(YOUR TASK):
Please reproduce the entries below exactly, omitting any images they contain.

Natural-language object grounding data:
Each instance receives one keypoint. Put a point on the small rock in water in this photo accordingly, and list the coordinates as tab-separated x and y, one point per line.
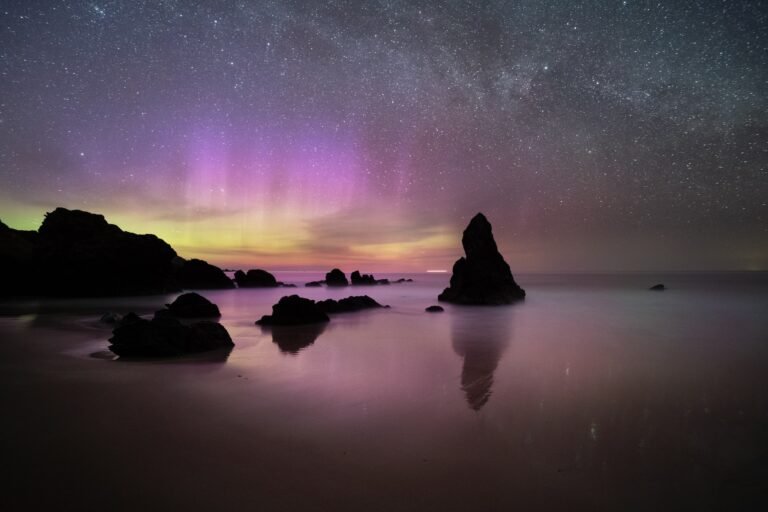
192	305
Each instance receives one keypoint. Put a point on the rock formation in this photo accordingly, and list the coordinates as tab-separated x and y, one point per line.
336	278
348	304
76	253
294	310
199	274
482	277
255	278
165	336
192	305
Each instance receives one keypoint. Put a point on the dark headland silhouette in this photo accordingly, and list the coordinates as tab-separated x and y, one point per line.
77	253
482	277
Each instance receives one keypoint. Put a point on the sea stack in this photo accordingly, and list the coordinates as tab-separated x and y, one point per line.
482	277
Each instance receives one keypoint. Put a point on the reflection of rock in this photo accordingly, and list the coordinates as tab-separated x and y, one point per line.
294	310
165	336
336	278
192	305
480	337
483	277
255	278
349	304
292	338
199	274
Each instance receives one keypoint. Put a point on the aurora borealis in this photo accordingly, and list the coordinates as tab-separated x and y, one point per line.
601	135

(TASK ANSWER):
Each instance receives one keypoint. Put a point on the small rock in water in this photo accordingly, and list the coordinates as tab-separated x and y, one point per line.
192	305
Each instance receives one keypoint. Put a point on the rock formation in this photo accordingly, and list the coordinates as tab-separated x and y, one point per line.
336	278
348	304
76	253
294	310
199	274
482	277
255	278
165	336
192	305
Each instance receives one keypoint. Put a point on the dark headland silhouette in this photo accordingly, and list the coordinates as tab-separated x and y, one point per line.
77	253
482	277
Each instance receives one keypoint. Put a point on the sea stack in this photo accordingly, and list the coordinates as tab-separated x and y, one point per line.
482	277
Each instance receives one keypoint. Put a point on the reflection of rock in this photo accordingly, and list the coordinates as tab-separated x and y, one point per line.
294	310
165	336
336	278
192	305
480	337
483	277
255	278
349	304
292	338
199	274
Each instance receives one keypoint. Put a point on the aurora borealis in this photo accordingly, and list the coordinates as tab-separated x and y, one point per line.
601	135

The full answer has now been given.